Here is what you need to know on Friday, March 31:

The US Dollar continued to weaken against its rivals on Thursday as risk flows dominated the action in financial markets. Eurostat will release the preliminary Harmonized Consumer Price Index (HICP) data for March on Friday alongside the February Unemployment Rate. Later in the day, the Personal Consumption Expenditures (PCE) Price Index, the Fed's preferred gauge of inflation, will be featured in the US economic docket. Since this will be the last day of the month as well as the first quarter, position adjustments could ramp up the volatility and trigger wild fluctuations ahead of the weekend.

Wall Street's main indexes closed in positive territory on Thursday led by strong gains recorded in technology and real estate stocks. Following Wednesday's modest rebound, the US Dollar Index (DXY) stayed under bearish pressure and registered its lowest daily close since early February slightly above 102.00. Early Friday, the DXY clings to small recovery gains but struggles to gather bullish momentum. 

The US Bureau of Economic Analysis (BEA) announced on Thursday that it revised the annualized Gross Domestic Product (GDP) growth for the fourth quarter to 2.6% from 2.7% in the previous estimate. The annual Core PCE inflation in the US is forecast to remain unchanged at 4.7% in February.

US February PCE Inflation Preview: Bad news for the Dollar, good news for the Fed?

EUR/USD climbed above 1.0900 in the American session on Thursday before going into a consolidation phase in the Asian session on Friday. The data from Germany showed earlier in the day that Retail Sales declined by 1.3% oın a monthly basis in February. This reading came in much worse than the market expectation for an increase of 0.5% but was largely ignored by market participants. Meanwhile, Annual HICP in France declined to 6.6% in March from 7.3% in February, compared to the market expectation of 6.5%.

**TASK LIST:**
1 - Copy word for word the part of the market report that opens with "The US Bureau" and closes with "4.7% in February.".
2 - Pick up the market report at its final sentence and keep writing it.
The material that comes next is separate from the market report.

**ENTRIES SUPPLIED:**
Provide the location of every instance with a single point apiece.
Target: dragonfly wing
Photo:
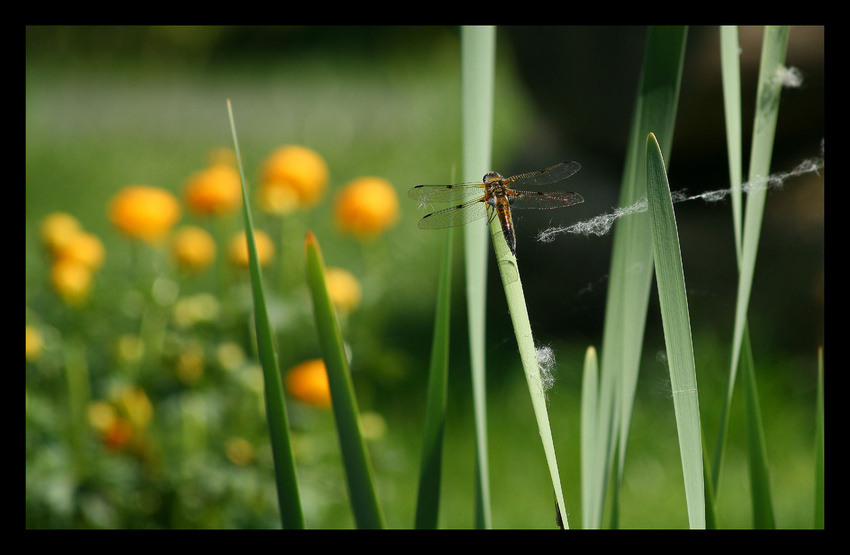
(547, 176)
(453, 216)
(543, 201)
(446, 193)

* * *

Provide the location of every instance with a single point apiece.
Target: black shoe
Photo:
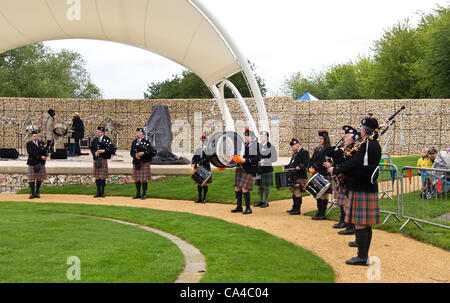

**EXERCISE RESPONSES:**
1 -
The US Bureau of Economic Analysis (BEA) announced on Thursday that it revised the annualized Gross Domestic Product (GDP) growth for the fourth quarter to 2.6% from 2.7% in the previous estimate. The annual Core PCE inflation in the US is forecast to remain unchanged at 4.7% in February.

2 -
Euro area HICP Preview: Peak inflation or base effects? No trade-off for ECB (for now).

GBP/USD climbed to its highest level in three months above 1.2420 in the early Asian session before staging a technical correction and retreating below 1.2400 in the European morning. The UK's Office for National Statistics reported on Friday that the GDP expanded by 0.6% on a yearly basis in the fourth-quarter following the 0.4% growth recorded in the first quarter. This reading surpassed the market expectation of 0.4% and helped Pound Sterling stay resilient against its rivals.

Following Wednesday's modest pullback, USD/JPY regained its traction and rose above 133.00 on Friday. The data from Japan showed that Industrial Production increased by 4.5% on a monthly basis in February. Additionally, Tokyo Consumer Price Index edged lower to 3.3% on a yearly basis in March from 3.4% in February.

Gold price recovered decisively on Thursday and continued to stretch higher early Friday. XAU/USD was last seen trading slightly above $1,980.

Bitcoin reversed its direction after having climbed above $29,000 and closed in negative territory on Thursday. BTC/USD was last seen moving sideways at around $27,000. Ethereum struggled to find direction on Thursday and extended its sideways grind near $1,800 to start the last day of the week.